● **GIVEN PROBLEM**
Copy the listing below line for line, keeping every character unchanged.

☆ ☆ ☆

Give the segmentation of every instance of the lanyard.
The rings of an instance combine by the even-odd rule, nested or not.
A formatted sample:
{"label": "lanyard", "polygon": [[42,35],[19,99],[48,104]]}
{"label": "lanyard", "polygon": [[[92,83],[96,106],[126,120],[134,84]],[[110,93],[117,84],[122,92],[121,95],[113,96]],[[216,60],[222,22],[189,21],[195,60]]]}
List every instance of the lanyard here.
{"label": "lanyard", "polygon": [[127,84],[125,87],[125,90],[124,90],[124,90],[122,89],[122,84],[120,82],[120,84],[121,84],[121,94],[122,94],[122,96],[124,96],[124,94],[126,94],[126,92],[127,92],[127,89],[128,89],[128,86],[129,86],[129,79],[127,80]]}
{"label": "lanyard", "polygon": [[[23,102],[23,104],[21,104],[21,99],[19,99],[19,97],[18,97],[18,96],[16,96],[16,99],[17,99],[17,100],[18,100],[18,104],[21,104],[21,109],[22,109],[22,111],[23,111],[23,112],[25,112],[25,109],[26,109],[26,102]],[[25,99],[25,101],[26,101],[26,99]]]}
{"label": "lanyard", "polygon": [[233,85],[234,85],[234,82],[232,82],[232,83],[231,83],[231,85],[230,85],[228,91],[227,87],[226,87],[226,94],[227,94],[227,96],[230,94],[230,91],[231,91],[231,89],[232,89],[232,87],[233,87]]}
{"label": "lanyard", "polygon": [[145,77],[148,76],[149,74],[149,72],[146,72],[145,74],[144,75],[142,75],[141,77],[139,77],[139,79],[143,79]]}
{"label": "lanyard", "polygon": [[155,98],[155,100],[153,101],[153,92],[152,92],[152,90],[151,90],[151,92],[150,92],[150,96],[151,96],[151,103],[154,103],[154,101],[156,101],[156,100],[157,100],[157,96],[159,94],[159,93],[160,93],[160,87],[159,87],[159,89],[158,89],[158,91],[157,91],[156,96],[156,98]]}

☆ ☆ ☆

● **WRITTEN ANSWER**
Give the segmentation of every instance of the lanyard.
The rings of an instance combine by the even-odd rule, nested or not.
A formatted sample:
{"label": "lanyard", "polygon": [[42,35],[19,99],[48,104]]}
{"label": "lanyard", "polygon": [[[92,83],[96,106],[126,120],[134,84]],[[110,93],[117,84],[122,92],[121,95],[113,96]],[[216,60],[222,22],[189,21],[195,60]]]}
List every instance of the lanyard here.
{"label": "lanyard", "polygon": [[127,84],[125,87],[125,90],[124,90],[124,90],[122,89],[122,84],[120,82],[120,84],[121,84],[121,94],[122,94],[122,96],[124,96],[124,94],[126,94],[126,92],[127,92],[127,89],[128,89],[128,86],[129,86],[129,79],[127,80]]}
{"label": "lanyard", "polygon": [[[23,102],[23,104],[21,104],[21,99],[19,99],[19,97],[18,97],[18,96],[16,96],[16,99],[17,99],[17,100],[18,100],[18,104],[21,104],[21,109],[22,109],[22,111],[23,111],[23,112],[25,112],[25,109],[26,109],[26,102]],[[25,99],[25,101],[26,101],[26,99]]]}
{"label": "lanyard", "polygon": [[233,85],[234,85],[234,82],[232,82],[232,83],[231,83],[231,85],[230,85],[228,91],[227,87],[226,87],[226,94],[227,94],[227,96],[230,94],[230,91],[231,91],[231,89],[232,89],[232,87],[233,87]]}
{"label": "lanyard", "polygon": [[145,77],[148,76],[149,74],[149,72],[146,72],[145,74],[144,75],[142,75],[141,77],[139,77],[139,79],[143,79]]}
{"label": "lanyard", "polygon": [[155,98],[155,100],[153,101],[153,92],[152,92],[152,90],[151,90],[151,92],[150,92],[150,96],[151,96],[151,103],[154,103],[154,101],[156,101],[156,100],[157,100],[157,96],[159,94],[159,93],[160,93],[160,87],[159,87],[159,89],[158,89],[158,91],[157,91],[156,96],[156,98]]}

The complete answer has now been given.